About

Measuring physiological signals from the human face and body using cameras is an emerging topic that has grown rapidly in the last decade. It has been shown that image/video processing methods can be used to extract human vital signs (e.g. heart rate, heart rate variability, breathing rate, blood oxygenation, pulse transit time) from an image sequence registering the human skin or body. The use of cameras also enables the measurement of human context/semantic monitoring (e.g. emotions, facial expressions) that facilitates human understanding and heath monitoring. This will lead to various camera-based health applications that can directly improve upon contact-based clinical solutions and impact people’s quality of life (e.g. tele-medicine, care units in hospital, free-living healthcare, and fitness cardio training). Imaging methods for recovering vital signs also present new possibilities for computer vision applications that require deep understanding of human physiology, such as affective computing. However, the lack of sessions/workshops on the topic of camera-based physiological measurement in top computer vision conferences is notable and has limited the development of methods that leverage some of the latest advances in computer vision and machine learning (e.g., deep learning, adversarial networks, etc.).

The CVPM workshop aims to unite the researchers working in this field, and those who can directly/indirectly benefit from and/or contribute to it (including computer vision and machine learning researchers, doctors/clinicians, medical experts and psychologists). Although targeted at computer vision audiences, and aimed at promoting advancements in methods, a unique aspect of this workshop is that it brings a rich set of compelling applications (e.g., from video health monitoring to affective computing to face anti-spoofing and biometric security) that attracts broader audiences from fields beyond computer science.

* _Data to examine_
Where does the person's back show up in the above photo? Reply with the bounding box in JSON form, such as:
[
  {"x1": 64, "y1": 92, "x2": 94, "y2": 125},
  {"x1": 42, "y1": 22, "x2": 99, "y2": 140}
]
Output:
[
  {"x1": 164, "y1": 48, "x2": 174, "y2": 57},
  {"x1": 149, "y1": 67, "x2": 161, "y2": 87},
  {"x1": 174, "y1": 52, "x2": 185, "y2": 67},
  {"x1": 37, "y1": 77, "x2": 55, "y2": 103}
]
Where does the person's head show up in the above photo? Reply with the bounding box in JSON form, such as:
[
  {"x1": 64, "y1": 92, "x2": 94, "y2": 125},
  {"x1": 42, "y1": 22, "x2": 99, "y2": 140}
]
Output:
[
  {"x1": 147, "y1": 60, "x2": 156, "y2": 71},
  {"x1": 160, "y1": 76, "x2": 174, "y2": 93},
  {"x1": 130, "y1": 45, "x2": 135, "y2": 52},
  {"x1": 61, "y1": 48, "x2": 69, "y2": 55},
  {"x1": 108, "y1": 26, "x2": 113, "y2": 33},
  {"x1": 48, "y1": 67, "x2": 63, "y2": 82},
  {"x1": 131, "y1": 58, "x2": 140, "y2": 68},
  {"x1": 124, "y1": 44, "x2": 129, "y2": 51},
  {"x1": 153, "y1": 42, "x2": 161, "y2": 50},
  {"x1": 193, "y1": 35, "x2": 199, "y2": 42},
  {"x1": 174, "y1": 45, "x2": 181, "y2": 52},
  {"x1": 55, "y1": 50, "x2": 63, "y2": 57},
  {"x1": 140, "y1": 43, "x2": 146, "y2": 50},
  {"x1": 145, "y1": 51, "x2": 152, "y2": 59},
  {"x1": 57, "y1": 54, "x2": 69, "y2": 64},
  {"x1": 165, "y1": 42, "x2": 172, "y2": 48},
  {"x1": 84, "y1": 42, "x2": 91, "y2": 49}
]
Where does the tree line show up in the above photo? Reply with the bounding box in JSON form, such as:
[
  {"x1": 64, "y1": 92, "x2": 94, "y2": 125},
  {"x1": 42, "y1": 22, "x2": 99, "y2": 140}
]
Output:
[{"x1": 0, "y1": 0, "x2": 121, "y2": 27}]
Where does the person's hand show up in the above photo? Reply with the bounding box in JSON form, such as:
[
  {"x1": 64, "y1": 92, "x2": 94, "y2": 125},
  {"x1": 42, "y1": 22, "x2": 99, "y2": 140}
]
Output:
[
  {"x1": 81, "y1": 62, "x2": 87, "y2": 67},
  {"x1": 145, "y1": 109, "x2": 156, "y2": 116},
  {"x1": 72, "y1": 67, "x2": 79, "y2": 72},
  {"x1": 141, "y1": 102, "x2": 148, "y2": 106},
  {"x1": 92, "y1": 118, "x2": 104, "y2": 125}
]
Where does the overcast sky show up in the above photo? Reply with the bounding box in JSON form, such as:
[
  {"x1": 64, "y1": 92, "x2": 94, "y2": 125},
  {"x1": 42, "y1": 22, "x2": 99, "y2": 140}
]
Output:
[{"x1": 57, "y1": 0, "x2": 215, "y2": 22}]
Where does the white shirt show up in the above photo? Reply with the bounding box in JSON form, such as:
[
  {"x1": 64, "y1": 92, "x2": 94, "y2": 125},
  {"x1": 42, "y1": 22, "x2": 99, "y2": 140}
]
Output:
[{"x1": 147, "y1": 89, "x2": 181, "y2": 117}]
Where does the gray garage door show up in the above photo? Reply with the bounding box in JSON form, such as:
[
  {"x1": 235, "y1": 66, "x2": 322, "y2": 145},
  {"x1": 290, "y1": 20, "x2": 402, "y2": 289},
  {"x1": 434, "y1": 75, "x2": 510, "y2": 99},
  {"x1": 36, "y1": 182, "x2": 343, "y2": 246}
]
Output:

* _About this exercise_
Answer these questions about the About text on camera-based physiological measurement:
1. Which vital signs does it list as extractable from image sequences?
2. Which groups does it name among those the CVPM workshop aims to unite?
3. What applications does it give as examples of what the workshop brings?

* _Response to this task_
1. Heart rate, heart rate variability, breathing rate, blood oxygenation, and pulse transit time.
2. Computer vision and machine learning researchers, doctors/clinicians, medical experts, and psychologists.
3. Video health monitoring, affective computing, face anti-spoofing, and biometric security.